[Natural language region descriptions]
==*==

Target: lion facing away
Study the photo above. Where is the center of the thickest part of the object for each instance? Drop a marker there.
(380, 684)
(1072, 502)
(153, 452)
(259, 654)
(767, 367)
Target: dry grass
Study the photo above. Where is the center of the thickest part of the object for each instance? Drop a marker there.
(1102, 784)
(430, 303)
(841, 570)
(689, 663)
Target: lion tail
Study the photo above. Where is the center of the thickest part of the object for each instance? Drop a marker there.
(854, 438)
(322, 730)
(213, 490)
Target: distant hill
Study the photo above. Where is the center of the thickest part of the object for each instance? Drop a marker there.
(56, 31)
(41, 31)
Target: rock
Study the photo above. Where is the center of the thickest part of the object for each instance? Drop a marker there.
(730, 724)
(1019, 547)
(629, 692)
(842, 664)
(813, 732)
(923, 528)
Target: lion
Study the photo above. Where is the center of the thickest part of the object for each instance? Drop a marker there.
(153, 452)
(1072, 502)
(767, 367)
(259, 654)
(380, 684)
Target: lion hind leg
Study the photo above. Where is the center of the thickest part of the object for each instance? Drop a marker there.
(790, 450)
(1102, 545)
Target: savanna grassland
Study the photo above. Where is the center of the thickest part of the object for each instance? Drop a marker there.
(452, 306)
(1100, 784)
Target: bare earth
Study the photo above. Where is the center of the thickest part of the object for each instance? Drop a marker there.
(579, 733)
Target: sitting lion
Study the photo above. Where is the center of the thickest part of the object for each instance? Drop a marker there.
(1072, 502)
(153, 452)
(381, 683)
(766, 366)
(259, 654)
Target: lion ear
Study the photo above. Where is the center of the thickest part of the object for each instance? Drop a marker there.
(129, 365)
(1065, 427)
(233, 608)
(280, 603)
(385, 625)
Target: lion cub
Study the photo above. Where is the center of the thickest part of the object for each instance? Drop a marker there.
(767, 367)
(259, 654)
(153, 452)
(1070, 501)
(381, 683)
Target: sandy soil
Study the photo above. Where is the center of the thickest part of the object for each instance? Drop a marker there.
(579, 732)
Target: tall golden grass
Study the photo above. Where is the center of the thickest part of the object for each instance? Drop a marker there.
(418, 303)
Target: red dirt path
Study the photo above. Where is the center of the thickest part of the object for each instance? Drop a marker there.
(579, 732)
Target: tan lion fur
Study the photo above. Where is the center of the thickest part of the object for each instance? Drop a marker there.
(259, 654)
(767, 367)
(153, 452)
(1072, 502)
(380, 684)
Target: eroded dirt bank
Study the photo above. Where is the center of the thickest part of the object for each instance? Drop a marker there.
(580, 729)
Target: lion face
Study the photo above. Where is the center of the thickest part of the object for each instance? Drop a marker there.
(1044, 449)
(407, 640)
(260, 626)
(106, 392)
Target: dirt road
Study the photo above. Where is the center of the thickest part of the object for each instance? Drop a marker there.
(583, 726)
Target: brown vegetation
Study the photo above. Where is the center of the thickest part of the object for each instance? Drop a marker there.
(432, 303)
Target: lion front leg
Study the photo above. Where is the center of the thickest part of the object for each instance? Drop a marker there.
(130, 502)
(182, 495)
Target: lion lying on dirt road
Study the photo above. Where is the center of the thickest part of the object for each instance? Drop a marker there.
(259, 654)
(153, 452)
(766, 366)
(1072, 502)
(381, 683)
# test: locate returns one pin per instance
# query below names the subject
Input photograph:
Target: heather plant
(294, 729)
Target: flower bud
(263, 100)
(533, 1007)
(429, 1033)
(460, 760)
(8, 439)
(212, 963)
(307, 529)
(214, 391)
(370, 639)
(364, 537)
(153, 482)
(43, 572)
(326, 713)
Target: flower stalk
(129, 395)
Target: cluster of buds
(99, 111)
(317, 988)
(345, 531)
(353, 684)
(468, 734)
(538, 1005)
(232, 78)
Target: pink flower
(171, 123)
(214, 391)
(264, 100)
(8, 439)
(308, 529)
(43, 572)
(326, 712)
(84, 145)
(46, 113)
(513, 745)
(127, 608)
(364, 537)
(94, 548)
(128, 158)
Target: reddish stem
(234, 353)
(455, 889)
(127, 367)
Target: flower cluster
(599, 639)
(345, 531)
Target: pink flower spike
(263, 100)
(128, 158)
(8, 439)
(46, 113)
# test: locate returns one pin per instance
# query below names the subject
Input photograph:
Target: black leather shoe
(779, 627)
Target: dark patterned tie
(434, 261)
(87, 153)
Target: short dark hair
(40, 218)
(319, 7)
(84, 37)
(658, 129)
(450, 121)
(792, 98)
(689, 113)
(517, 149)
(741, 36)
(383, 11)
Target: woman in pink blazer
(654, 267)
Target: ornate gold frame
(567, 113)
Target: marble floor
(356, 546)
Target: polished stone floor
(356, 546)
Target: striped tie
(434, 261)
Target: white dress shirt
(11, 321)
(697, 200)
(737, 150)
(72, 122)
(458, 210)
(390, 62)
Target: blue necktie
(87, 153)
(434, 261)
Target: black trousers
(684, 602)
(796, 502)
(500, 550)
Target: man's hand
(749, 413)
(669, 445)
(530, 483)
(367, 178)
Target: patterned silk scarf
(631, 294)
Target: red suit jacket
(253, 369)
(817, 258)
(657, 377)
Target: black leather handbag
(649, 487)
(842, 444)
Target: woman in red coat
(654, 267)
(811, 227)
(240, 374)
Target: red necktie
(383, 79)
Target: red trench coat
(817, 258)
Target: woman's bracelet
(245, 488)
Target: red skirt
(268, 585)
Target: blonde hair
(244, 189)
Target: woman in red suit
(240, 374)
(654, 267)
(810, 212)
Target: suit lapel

==*==

Task objective
The lines you need are those with the word "dirt"; list them from the entries.

Task answer
Target: red dirt path
Target: eroded dirt bank
Target: dirt road
Target: lion lying on dirt road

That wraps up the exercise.